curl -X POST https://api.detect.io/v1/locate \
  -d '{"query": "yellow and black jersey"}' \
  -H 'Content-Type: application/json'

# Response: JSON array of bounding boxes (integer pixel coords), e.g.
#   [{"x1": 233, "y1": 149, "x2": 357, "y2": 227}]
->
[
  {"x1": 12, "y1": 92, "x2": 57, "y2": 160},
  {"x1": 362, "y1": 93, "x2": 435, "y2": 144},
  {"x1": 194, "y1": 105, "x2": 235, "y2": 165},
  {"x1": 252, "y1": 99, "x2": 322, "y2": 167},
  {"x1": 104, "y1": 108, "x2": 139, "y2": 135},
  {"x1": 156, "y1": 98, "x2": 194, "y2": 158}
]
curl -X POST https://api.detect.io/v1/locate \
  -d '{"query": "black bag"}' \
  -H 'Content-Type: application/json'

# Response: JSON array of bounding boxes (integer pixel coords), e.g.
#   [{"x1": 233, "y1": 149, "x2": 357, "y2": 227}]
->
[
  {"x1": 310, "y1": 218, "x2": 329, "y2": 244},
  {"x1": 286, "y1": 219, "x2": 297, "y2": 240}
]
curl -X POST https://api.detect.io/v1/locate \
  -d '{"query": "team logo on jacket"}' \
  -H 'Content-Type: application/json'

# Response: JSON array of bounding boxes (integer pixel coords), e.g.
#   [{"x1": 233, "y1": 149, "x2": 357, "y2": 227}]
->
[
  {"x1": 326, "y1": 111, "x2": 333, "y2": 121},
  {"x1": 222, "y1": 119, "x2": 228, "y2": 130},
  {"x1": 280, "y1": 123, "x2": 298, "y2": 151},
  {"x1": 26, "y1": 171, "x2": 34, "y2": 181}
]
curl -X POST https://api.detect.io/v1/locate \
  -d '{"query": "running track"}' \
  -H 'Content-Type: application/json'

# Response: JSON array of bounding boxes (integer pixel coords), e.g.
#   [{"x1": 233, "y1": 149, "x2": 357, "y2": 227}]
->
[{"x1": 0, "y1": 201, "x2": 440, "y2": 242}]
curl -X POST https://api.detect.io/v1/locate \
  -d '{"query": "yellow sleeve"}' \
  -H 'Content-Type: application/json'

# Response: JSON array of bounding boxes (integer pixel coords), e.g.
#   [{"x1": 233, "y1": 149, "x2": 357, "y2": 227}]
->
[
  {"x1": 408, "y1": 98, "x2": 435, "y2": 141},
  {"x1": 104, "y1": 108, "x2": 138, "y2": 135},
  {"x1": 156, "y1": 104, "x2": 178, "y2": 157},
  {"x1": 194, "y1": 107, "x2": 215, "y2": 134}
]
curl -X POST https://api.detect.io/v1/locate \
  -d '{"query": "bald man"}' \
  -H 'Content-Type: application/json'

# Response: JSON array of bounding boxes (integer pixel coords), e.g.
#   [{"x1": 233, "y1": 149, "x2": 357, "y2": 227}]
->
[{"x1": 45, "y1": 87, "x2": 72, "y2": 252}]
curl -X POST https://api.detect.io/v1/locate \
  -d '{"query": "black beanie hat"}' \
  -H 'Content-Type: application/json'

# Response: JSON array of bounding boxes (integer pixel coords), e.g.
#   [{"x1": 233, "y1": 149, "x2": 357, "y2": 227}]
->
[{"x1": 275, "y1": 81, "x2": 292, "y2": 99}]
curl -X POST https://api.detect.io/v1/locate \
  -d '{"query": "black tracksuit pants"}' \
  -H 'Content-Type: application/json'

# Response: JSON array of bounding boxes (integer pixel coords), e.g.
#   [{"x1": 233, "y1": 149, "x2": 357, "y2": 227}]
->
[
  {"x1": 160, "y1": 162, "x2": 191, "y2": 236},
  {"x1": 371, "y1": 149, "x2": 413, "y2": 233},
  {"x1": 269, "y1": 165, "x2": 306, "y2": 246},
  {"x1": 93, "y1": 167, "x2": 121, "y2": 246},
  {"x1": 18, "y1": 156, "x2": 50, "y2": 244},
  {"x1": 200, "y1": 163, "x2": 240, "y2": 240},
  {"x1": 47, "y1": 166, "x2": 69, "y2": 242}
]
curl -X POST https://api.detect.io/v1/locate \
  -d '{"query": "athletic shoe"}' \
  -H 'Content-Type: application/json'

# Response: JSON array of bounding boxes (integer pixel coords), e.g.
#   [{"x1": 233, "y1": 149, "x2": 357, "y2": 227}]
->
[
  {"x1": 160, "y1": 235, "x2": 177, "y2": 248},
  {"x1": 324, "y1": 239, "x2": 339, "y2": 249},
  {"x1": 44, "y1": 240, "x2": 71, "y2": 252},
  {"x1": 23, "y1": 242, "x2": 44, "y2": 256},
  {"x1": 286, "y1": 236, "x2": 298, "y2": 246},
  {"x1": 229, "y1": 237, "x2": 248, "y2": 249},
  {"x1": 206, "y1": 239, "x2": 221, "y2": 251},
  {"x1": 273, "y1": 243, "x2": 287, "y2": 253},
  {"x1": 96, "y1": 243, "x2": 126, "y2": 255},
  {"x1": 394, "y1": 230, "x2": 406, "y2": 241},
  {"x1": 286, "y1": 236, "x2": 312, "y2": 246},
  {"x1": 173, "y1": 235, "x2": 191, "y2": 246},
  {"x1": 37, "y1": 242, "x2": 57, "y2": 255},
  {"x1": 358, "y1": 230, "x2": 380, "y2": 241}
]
——
▸ SET EXERCISE: Find every line in the data above that contains the word "yellow" and copy each of those lines.

▸ ANSWER TO THIS TASK:
  -d '{"query": "yellow and black jersey"}' \
  -d '{"query": "yellow sleeve"}' \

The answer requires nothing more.